AIM OF THE EXERCISE - An image-free reproduction of the data below is needed: print it exactly.

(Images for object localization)

• • •

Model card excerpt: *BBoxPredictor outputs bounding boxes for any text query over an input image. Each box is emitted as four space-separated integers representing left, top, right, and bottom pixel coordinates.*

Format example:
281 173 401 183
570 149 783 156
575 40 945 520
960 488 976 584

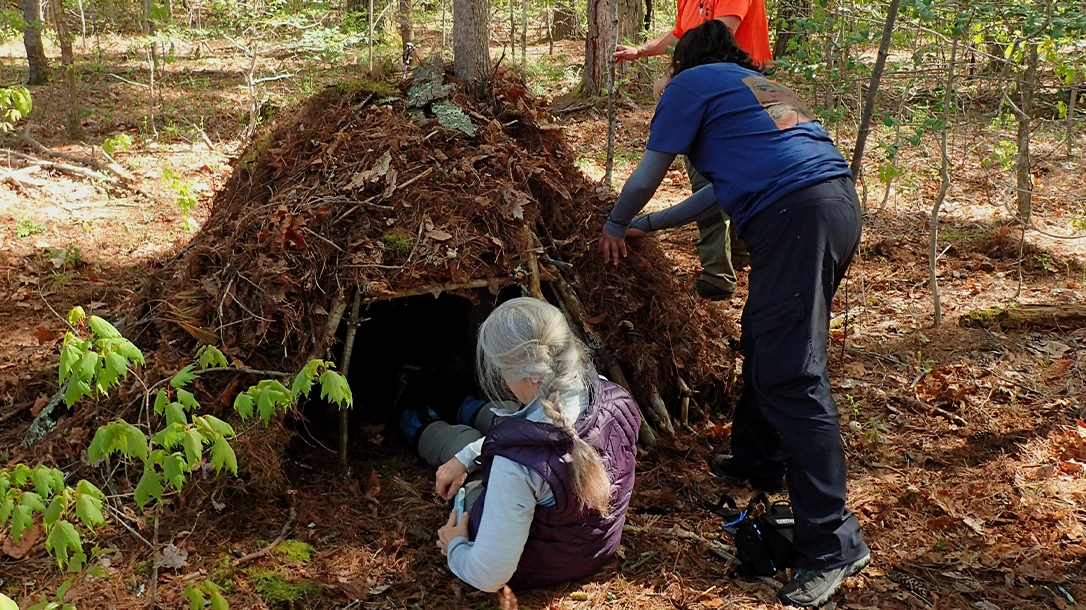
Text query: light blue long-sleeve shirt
446 381 589 592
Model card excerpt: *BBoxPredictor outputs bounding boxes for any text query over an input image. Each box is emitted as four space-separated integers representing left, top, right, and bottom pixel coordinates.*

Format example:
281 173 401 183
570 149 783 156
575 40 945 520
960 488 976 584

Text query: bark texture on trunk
1016 42 1038 225
50 0 83 139
453 0 491 97
773 0 811 59
552 0 577 40
22 0 50 85
583 0 642 97
398 0 413 53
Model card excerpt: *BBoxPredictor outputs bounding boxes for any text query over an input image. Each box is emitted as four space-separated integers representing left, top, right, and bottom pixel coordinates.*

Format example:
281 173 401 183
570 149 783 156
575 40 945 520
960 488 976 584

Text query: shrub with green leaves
0 85 31 132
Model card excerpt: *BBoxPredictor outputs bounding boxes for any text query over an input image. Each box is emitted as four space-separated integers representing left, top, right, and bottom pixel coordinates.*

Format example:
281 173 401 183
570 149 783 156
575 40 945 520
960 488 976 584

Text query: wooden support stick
311 297 347 361
677 375 691 426
647 387 675 437
337 289 363 470
358 278 509 305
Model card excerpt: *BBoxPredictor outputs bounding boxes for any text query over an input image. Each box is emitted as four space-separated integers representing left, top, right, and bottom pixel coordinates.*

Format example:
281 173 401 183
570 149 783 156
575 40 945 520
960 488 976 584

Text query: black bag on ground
709 492 797 576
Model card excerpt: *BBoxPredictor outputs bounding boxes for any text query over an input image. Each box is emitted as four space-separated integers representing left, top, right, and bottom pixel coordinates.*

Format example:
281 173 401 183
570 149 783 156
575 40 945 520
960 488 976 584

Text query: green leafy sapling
59 306 145 407
184 580 229 610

• • •

RESPONSE BOX -
Model card excerpt: *BBoxPredictor outputs bounding boxes for any text query over an input image. Each box is emitted as four space-separated integers representing left, top, right, and bottom pixel coordinates.*

Format example:
281 173 401 183
570 149 783 156
575 40 945 520
960 488 976 584

Text query: light blue long-sleeve shirt
446 381 589 592
Model card excerpt: *BBoxPredictor outputs bounding boxes for any text query over an input image. Each box is emitted as four space-separated integers representing left, top, right, and bottom pixel coordinates.*

Format example:
281 173 401 183
570 149 783 156
575 40 945 520
960 488 976 584

Text query: bark texture on trunk
1016 42 1038 225
50 0 83 139
453 0 491 97
773 0 811 59
552 0 577 40
22 0 50 85
583 0 642 97
398 0 413 53
Model card excerpt: *BBoxPredictor outputs bounding boxes for any text query over an input image. Each box is emitted as four space-separated integers representing left, top, right, and bottom pixel coordinates.*

Format example:
281 173 401 183
570 149 783 156
575 40 945 520
960 488 976 584

Text query: shrub with green leaves
0 85 31 132
Model card excerpt: *BBoxPredictor outputs bounding boxes for any text query over an input image. Each box is emitted as four space-separated integers representing left, top, right, and bottom pixel coordinates.*

Format example:
281 173 401 183
570 149 783 156
575 40 945 520
960 488 976 584

Text query: wooden support stick
311 297 347 361
677 375 691 426
647 387 675 437
337 289 363 470
358 278 509 305
Model card excerpt: *BBoxPredictor outputs bounding boxes for any text query over an input image. Each box is emitted as four space-separated integers representing left, top, right, and bottom pixel coordinates.*

Format example:
281 173 401 183
570 149 783 156
575 40 945 520
960 488 976 584

Text query: black bag on ground
709 492 797 576
Model card excerpt: *BBoxPredictor outputs bounding boxes for any text query over an input image. Each box is emitted as four space-separated integers representing left, top, right, and bottom pixel coordinates.*

Format example:
281 173 401 183
570 149 783 156
575 40 945 520
960 488 976 584

Text query: green leafy sapling
59 306 145 407
184 580 229 610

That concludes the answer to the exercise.